PROBLEM STATEMENT – Continue the Lily 1.5B model card below, resuming directly after its final line.
━━━ EXTRACT TO READ
7.2 KiB
license, base_model, tags, language, pipeline_tag
| license | base_model | tags | language | pipeline_tag | ||||||
|---|---|---|---|---|---|---|---|---|---|---|
| apache-2.0 | Qwen/Qwen2.5-1.5B-Instruct |
|
|
text-generation |
Lily 1.5B — v0.1
Lily is a fine-tuned 1.5B parameter language model built on Qwen 2.5 1.5B Instruct. It is trained to reason explicitly before answering — every response includes a visible thinking step inside <think> tags, followed by the final answer inside <answer> tags.
The model is optimized for precision and structured output. It stays direct, avoids filler phrases, and scales response depth to the complexity of the question.
Model Details
| Property | Value |
|---|---|
| Base model | Qwen/Qwen2.5-1.5B-Instruct |
| Parameters | 1.5B |
| Context length | 4096 tokens |
| Fine-tuning | Supervised fine-tuning (SFT) on chain-of-thought formatted data |
| Output format | <think>...</think> reasoning + <answer>...</answer> final response |
| License | Apache 2.0 |
Output Format
Every response from Lily follows this structure:
<think>
[Step-by-step reasoning, working through the problem before committing to an answer]
</think>
<answer>
[Final response — structured, precise, and direct]
</answer>
The <think> block is Lily's scratchpad — it plans, evaluates, and drafts before producing the answer. This makes the model's reasoning transparent and auditable.
Quick Start
Transformers (Python)
from transformers import AutoTokenizer, AutoModelForCausalLM
import torch
model_id = "abhinav0231/Lily-1.5b-v0.1"
tokenizer = AutoTokenizer.from_pretrained(model_id)
model = AutoModelForCausalLM.from_pretrained(
model_id,
torch_dtype=torch.float16,
device_map="auto",
)
SYSTEM_PROMPT = (
"You are Lily, a precise and thoughtful AI assistant.\n\n"
"Always reason step by step inside <think></think> tags, "
"then write your final answer inside <answer></answer> tags.\n\n"
"When answering:\n"
"- Be thorough: cover all relevant aspects, not just the surface question\n"
"- Be specific: use exact values, names, and examples rather than vague generalities\n"
"- Structure long responses with markdown headers, code blocks, and lists where appropriate\n"
"- Lead with the most important information first\n"
"- Match the depth of your answer to the complexity of the question\n\n"
"Tone: direct and confident. Never use filler phrases like \"Certainly!\", "
"\"Great question!\", or \"Of course!\". Be helpful without being sycophantic."
)
━━━━━━
━━━ MATERIAL SHOWN
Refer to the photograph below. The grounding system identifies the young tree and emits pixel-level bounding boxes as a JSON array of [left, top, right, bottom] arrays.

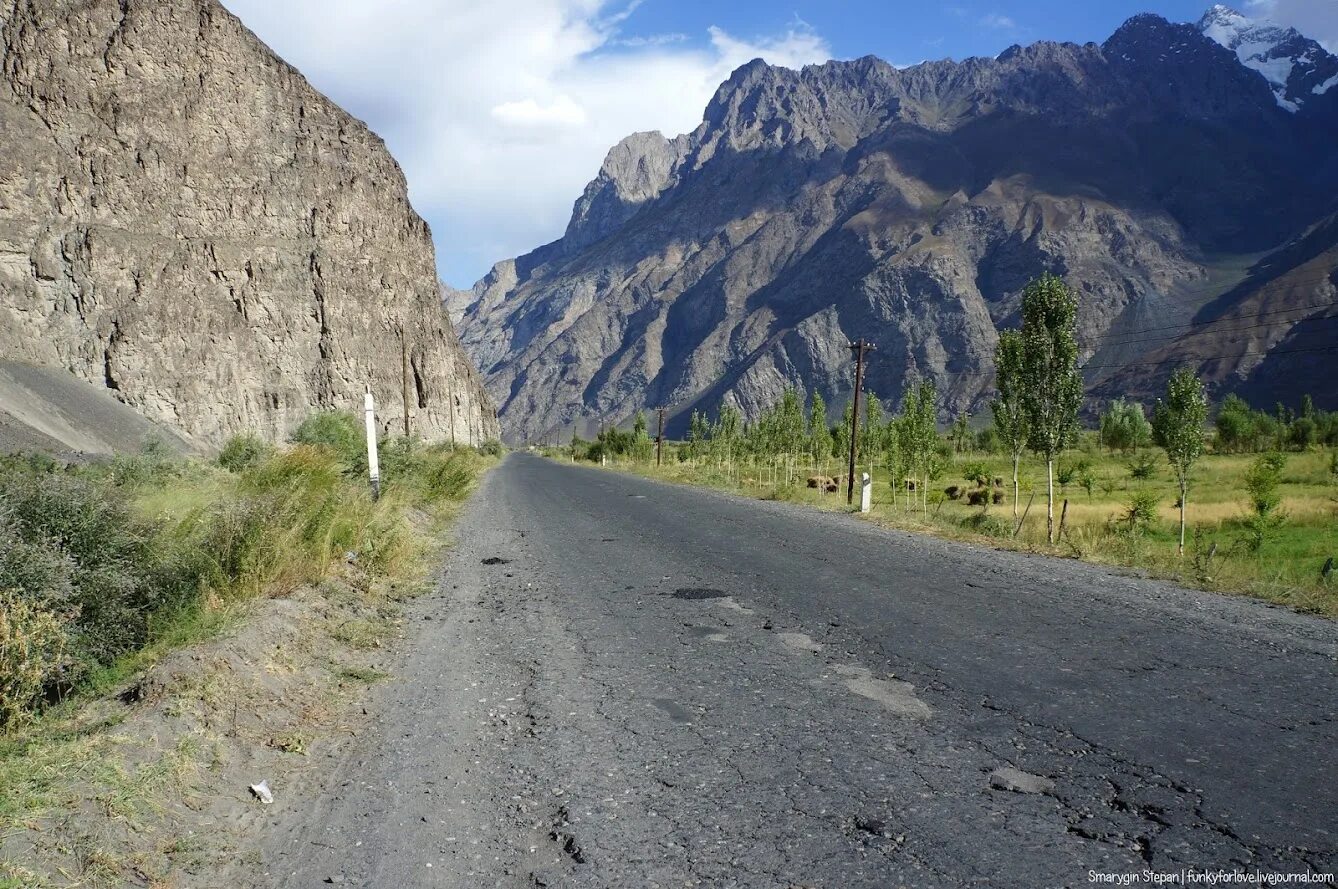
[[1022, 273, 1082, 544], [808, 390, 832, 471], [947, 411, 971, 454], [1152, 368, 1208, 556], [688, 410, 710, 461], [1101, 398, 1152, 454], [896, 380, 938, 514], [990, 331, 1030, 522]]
━━━━━━
━━━ MATERIAL SHOWN
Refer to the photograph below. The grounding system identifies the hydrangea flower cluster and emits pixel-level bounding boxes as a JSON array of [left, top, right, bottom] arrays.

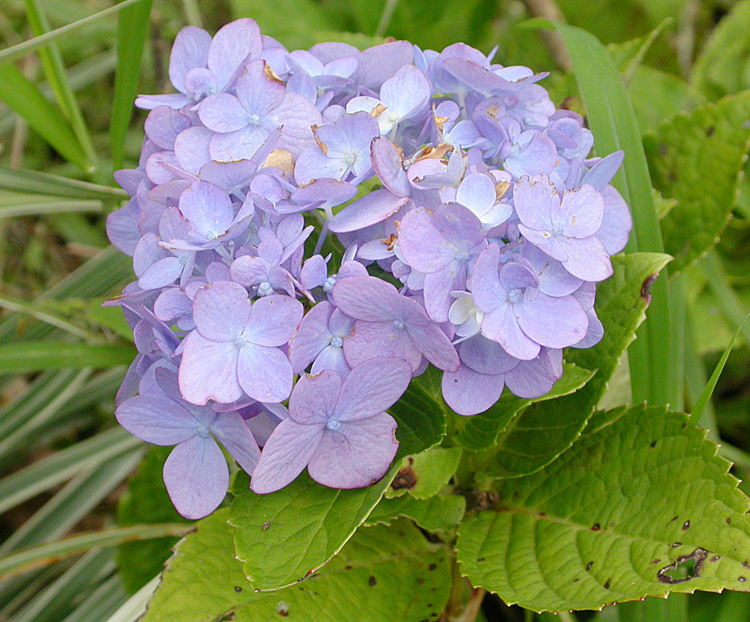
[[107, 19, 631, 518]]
━━━━━━
OUTPUT FOR THIS TASK –
def ask(question, max_new_tokens=512):
messages = [
{"role": "system", "content": SYSTEM_PROMPT},
{"role": "user", "content": question},
]
prompt = tokenizer.apply_chat_template(
messages,
tokenize=False,
add_generation_prompt=True,
)
inputs = tokenizer(prompt, return_tensors="pt").to(model.device)
with torch.no_grad():
output = model.generate(
**inputs,
max_new_tokens=max_new_tokens,
temperature=0.7,
top_p=0.9,
do_sample=True,
pad_token_id=tokenizer.eos_token_id,
)
response = tokenizer.decode(
output[0][inputs["input_ids"].shape[-1]:],
skip_special_tokens=True,
)
return response
print(ask("What is the difference between a list and a tuple in Python?"))
GGUF (llama.cpp / Ollama / LM Studio)
Quantized GGUF versions are available at abhinav0231/Lily-1.5b-v0.1-GGUF.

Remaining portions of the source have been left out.